Enquanto pensava no texto que
escreveria nesta semana para publicar no meu blog, sentado aqui no aconchego do
meu espaço domestico preferido, pego a velha espátula de cabo de madrepérola e
lâmina prateada, presente de um amigo que me acompanha há anos, para abrir
algumas correspondências que acabaram de chegar.
Olhando para esse instrumento
prosaico e de singela utilidade concluo ter sido produzido por mãos habilidosas
de algum artesão em tempos pretéritos e que eu não tive o prazer de conhecer,
senão pela sua arte que sempre admiro quando dele me sirvo. Por certo, não foi
produzido em série, de forma industrial, com o propósito de inundar o mundo com
outros exemplares de igual formato. É notório o toque da engenhosidade de
alguém que planejou fazê-lo para que servisse a um propósito especifico, ou
seja, o de abrir, com elegância e às vezes até mesmo com emoção uma
correspondência de um amigo ou de um ente querido e distante. Divago até mesmo
sobre o destino dos abridores de carta num futuro não tão distante quando a
totalidade das cartas se tornarem eletrônicas. Mas isso é outra reflexão...
O cabo do abridor de cartas é
adequado para ser bem manipulado e com segurança. A sua lâmina que é fina, mas
não cortante a ponto de causar acidentes, tem uma ponta bem torneada e de
espessura perfeita para ser introduzida na base da dobradura da lingueta do
envelope e, a partir dali, fazer um corte uniforme e sem causar dano ao seu conteúdo.
Simples, prático, bonito e genial!
Nesse momento me veio à mente o
grande filósofo Jean-Paul Sartre, francês, século XX, pois ele usou alegoria
semelhante para expor o seu pensamento sobre a existência humana em exata
oposição à lógica natural das coisas. Em outras palavras: quando algo chega a
ser feito há de se considerar que isso segue a um propósito que ele chamou de
essência. Portanto, a essência, ou o propósito, de qualquer coisa que se cria
há de preceder à sua existência. Nada mais compreensível! Se o artesão não
tivesse dado propósito ou imaginado a essência daquele abridor de cartas, como então,
depois de criado, atenderia à perfeição à necessidade que temos de abrir
envelopes?
Sarte e muitos outros filósofos
que o antecederam refletiram sobre a essência, ou o propósito, de nossas vidas.

■ ■ ■ ■ ■

§ **OBJETIVO 1**: Extraia dos registros todas as linhas que contêm a palavra "person", levando em conta a diferença entre maiúsculas e minúsculas.
§ **OBJETIVO 2**: Dê continuidade ao texto sobre o abridor de cartas e a reflexão de Sartre, começando logo após a última frase apresentada.

■ ■ ■ ■ ■

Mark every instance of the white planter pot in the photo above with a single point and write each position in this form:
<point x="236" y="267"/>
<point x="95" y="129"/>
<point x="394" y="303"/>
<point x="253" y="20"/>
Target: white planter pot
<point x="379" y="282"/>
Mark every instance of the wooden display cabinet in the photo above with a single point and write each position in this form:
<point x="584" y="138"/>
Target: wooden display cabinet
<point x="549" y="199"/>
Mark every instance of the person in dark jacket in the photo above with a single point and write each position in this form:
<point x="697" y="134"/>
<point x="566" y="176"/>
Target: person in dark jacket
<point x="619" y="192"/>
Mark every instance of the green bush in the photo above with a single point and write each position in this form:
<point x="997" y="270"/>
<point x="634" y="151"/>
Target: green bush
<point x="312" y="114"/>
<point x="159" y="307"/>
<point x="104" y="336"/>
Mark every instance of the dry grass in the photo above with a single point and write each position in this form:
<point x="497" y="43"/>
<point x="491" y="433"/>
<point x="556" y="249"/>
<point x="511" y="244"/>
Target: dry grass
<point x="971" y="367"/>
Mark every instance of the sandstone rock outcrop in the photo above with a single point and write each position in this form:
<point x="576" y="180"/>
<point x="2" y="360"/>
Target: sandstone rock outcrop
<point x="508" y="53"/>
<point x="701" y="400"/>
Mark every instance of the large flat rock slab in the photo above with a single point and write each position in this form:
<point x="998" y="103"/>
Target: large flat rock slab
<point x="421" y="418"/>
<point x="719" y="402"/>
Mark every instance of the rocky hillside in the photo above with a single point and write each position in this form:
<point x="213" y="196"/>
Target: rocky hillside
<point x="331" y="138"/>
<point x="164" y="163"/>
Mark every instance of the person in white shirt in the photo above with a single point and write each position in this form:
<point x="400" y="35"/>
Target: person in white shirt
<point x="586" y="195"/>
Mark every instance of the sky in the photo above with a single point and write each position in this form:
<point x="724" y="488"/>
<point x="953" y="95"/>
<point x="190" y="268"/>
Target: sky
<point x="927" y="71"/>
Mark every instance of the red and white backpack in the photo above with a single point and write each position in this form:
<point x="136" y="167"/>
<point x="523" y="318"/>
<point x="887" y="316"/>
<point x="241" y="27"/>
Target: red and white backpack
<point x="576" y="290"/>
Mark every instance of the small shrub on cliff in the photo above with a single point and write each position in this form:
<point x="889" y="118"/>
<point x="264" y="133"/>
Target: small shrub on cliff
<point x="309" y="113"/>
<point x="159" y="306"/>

■ ■ ■ ■ ■

§ **RESULTADO 1**:
Mark every instance of the person in dark jacket in the photo above with a single point and write each position in this form:
Target: person in dark jacket
Mark every instance of the person in white shirt in the photo above with a single point and write each position in this form:
Target: person in white shirt

§ **RESULTADO 2**:
Se a espécie humana sobre a Terra for simples fruto de um acidente, portanto
não decorrente de uma criação proposital de Deus então a nossa existência
inverte a lógica do artesão que concebeu o abridor de cartas a partir de um
propósito especifico. Existimos antes de ter um propósito. Dói pensar nisso, é
claro, mas talvez isto não seja lá algo tão ruim. Sarte não só afirmou isso,
mas criou uma abordagem bem estruturada a que se deu o nome de Existencialismo.
A nossa existência como seres humanos é incerta, eventual, contingente. A decorrência disso é que cabe a cada um de
nós promover o próprio nascimento. Isso
se dá ao criarmos um propósito de vida pessoal. Cheira a ateísmo, mas tem muito
a ver com liberdade...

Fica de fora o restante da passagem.